Bazı
zamanlar namaz vakti dışında vakit namazımı kılmak için gördüğüm bir camiye
yönelirim. Ya geldiğim gibi geri dönerim ya da cami girişinde ayakkabıların
konduğu, gelip geçenin ayağını bastığı yerde namazımı kılar, çıkar giderim.
Çarşı merkezindeki tarihi camiler ne durumda bilmiyorum ama kenar-köşe ve
mahalle aralarında bulunan camiler, görevli imam nezaretinde cemaatle kılınan
namazdan sonra kapatılıyor. Yani camilerimiz kilitli. Bu fiili durum nice
zamandır böyleydi. Koronavirüs tedbirleri çerçevesinde de aynı tasarruf devam
ediyor.

■ **Adı verilen nesneyi işaret eden girdiler**
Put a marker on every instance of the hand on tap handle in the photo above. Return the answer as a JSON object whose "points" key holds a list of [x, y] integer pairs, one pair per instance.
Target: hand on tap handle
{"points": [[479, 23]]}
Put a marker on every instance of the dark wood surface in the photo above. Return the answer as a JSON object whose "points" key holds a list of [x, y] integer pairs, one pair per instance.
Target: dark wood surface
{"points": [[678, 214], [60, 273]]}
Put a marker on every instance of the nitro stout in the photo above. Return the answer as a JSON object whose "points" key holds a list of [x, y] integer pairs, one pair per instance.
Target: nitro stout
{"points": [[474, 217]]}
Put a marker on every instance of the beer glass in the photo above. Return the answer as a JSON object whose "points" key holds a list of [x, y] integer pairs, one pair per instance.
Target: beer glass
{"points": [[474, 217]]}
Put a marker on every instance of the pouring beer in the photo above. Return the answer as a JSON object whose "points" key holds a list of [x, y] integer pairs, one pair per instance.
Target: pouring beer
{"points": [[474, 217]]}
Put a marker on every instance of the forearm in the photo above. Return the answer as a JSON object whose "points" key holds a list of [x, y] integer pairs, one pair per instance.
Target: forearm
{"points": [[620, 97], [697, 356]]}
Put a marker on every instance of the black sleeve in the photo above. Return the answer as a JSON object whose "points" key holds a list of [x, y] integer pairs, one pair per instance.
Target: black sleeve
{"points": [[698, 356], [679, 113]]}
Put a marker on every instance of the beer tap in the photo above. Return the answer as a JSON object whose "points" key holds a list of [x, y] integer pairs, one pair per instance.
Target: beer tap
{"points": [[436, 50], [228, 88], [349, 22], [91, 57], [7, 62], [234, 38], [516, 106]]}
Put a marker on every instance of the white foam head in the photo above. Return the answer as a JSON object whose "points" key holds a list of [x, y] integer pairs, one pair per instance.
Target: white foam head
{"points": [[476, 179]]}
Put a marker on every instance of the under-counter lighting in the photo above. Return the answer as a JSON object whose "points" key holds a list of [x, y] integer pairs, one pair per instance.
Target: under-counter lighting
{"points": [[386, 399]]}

■ **Verilen görev**
Sayfa alıntısına göre anlatıcı, vakit dışında gittiği camiden neden ya geri dönüyor ya da namazını ayakkabıların konduğu girişte kılıyor? Metnin gösterdiği gerekçeyi bir ila üç cümleyle açıklayın.

■ **Aşağıdaki yanıt**
Kenar-köşe ve mahalle aralarındaki camiler, görevli imam nezaretinde cemaatle kılınan namazdan sonra kapatılıyor. Yani camiler kilitli olduğu için anlatıcı içeri giremiyor. Bu durum uzun zamandır böyle ve salgın tedbirleri çerçevesinde de sürüyor.